Aim
Could you output each line of the data that follows exactly?

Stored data
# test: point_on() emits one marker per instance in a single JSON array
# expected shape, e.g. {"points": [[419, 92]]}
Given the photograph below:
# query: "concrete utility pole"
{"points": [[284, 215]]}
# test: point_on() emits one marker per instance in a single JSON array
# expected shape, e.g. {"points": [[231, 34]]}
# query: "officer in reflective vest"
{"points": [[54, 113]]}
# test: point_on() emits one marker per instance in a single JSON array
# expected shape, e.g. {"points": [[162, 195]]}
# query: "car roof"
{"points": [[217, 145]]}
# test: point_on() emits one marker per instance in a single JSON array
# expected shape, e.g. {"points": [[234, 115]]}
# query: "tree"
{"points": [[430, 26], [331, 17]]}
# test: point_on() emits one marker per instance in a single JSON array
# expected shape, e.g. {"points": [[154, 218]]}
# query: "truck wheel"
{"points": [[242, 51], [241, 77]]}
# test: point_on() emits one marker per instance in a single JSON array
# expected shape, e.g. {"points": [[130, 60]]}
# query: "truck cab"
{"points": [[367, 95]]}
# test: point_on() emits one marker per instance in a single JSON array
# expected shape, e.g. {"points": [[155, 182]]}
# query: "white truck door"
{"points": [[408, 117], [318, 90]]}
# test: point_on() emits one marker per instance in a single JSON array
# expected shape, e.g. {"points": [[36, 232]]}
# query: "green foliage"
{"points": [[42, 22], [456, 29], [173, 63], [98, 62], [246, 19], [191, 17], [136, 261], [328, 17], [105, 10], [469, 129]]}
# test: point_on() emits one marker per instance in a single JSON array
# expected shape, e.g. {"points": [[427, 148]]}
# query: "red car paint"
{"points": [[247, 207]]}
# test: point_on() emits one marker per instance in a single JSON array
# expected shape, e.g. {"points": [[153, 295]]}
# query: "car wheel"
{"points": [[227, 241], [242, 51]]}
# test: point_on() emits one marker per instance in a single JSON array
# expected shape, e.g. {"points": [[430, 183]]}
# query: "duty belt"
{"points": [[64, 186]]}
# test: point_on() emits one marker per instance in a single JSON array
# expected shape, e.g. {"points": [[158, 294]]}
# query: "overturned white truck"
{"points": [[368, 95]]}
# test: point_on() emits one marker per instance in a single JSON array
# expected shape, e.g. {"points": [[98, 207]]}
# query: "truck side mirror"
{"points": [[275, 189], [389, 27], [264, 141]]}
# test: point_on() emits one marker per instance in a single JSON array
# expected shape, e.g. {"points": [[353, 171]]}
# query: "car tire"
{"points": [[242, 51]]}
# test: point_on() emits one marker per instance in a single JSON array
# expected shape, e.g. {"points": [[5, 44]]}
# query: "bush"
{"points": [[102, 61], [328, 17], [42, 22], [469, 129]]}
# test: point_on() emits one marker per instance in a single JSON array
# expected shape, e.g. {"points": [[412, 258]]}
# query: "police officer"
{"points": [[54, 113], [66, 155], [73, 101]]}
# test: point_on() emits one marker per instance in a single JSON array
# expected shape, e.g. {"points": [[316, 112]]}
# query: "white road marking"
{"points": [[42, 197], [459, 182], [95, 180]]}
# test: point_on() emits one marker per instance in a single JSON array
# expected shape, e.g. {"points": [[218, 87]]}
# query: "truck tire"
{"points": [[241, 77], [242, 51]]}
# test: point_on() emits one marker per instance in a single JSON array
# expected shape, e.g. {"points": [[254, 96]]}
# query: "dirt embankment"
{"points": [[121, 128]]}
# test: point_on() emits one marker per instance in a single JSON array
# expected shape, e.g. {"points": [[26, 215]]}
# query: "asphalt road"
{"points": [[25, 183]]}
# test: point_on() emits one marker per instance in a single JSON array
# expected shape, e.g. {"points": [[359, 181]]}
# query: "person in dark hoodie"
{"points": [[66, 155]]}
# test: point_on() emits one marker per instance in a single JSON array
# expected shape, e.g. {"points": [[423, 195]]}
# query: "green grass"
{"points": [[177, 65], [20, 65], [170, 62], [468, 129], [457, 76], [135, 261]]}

Solution for this exercise
# test: point_on() emits one marker per instance in a single JSON array
# expected shape, e.g. {"points": [[419, 92]]}
Given the photograph below:
# query: "concrete utility pole"
{"points": [[284, 215]]}
# test: point_on() emits one marker per instance in a single JSON array
# expected shape, e.g. {"points": [[231, 34]]}
# query: "officer in reflective vest"
{"points": [[54, 113]]}
# test: point_on() emits one marker per instance in a single JSON array
# expected shape, e.g. {"points": [[162, 195]]}
# query: "car roof"
{"points": [[217, 145]]}
# test: point_on() emits one marker per instance in a single JSON array
# expected shape, e.g. {"points": [[234, 115]]}
# query: "tree"
{"points": [[430, 26], [331, 17]]}
# test: point_on() emits one marker per instance in a single JSON array
# expected shape, e.g. {"points": [[154, 218]]}
# query: "truck wheel"
{"points": [[242, 51], [241, 77]]}
# test: point_on() emits one marker per instance in a single JSON array
# expected shape, e.g. {"points": [[130, 60]]}
# query: "truck cab"
{"points": [[367, 95]]}
# test: point_on() emits one marker per instance in a single JSON array
# expected shape, e.g. {"points": [[155, 182]]}
# query: "white truck door"
{"points": [[408, 117], [318, 90]]}
# test: point_on() emits one marker per instance in a single JSON array
# expected shape, e.g. {"points": [[36, 232]]}
# query: "green foliage"
{"points": [[42, 22], [456, 29], [173, 63], [98, 62], [246, 19], [191, 17], [136, 261], [328, 17], [105, 10], [469, 129]]}
# test: point_on() emits one marker per instance in a single JSON array
# expected shape, e.g. {"points": [[427, 148]]}
# query: "red car paint"
{"points": [[247, 207]]}
# test: point_on() emits one marker per instance in a single JSON array
# expected shape, e.g. {"points": [[153, 295]]}
# query: "car wheel"
{"points": [[227, 241], [242, 51]]}
# test: point_on() emits one marker per instance in a single JSON array
# expected shape, e.g. {"points": [[430, 183]]}
# query: "duty belt"
{"points": [[64, 186]]}
# test: point_on() emits one marker per instance in a single JSON array
# expected shape, e.g. {"points": [[158, 294]]}
# query: "overturned white truck"
{"points": [[368, 95]]}
# test: point_on() emits one marker per instance in a single JSON array
# expected shape, e.g. {"points": [[98, 207]]}
# query: "truck side mirror"
{"points": [[275, 189], [389, 27], [264, 141]]}
# test: point_on() emits one marker per instance in a single JSON array
# expected shape, e.g. {"points": [[353, 171]]}
# query: "car tire"
{"points": [[242, 51]]}
# test: point_on() emits one marker per instance in a single JSON array
# expected shape, e.g. {"points": [[5, 44]]}
# query: "bush"
{"points": [[102, 61], [328, 17], [42, 22], [469, 129]]}
# test: point_on() emits one marker per instance in a single JSON array
# expected shape, e.g. {"points": [[412, 258]]}
# query: "police officer"
{"points": [[54, 113], [66, 155], [73, 101]]}
# test: point_on() emits one marker per instance in a single JSON array
# expected shape, e.g. {"points": [[316, 112]]}
# query: "white road marking"
{"points": [[42, 197], [459, 182], [95, 180]]}
# test: point_on() emits one marker per instance in a single JSON array
# expected shape, e.g. {"points": [[218, 87]]}
# query: "truck tire"
{"points": [[241, 77], [242, 51]]}
# test: point_on() emits one marker per instance in a single JSON array
# expected shape, e.g. {"points": [[254, 96]]}
# query: "dirt embankment"
{"points": [[121, 128]]}
# test: point_on() emits one marker per instance in a single JSON array
# expected shape, e.g. {"points": [[26, 215]]}
# query: "asphalt road"
{"points": [[25, 183]]}
# test: point_on() emits one marker per instance in a single JSON array
# expected shape, e.g. {"points": [[359, 181]]}
# query: "person in dark hoodie"
{"points": [[66, 155]]}
# test: point_on() emits one marker per instance in a single JSON array
# expected shape, e.g. {"points": [[423, 195]]}
# query: "green grass"
{"points": [[177, 65], [20, 65], [170, 62], [468, 129], [457, 76], [135, 261]]}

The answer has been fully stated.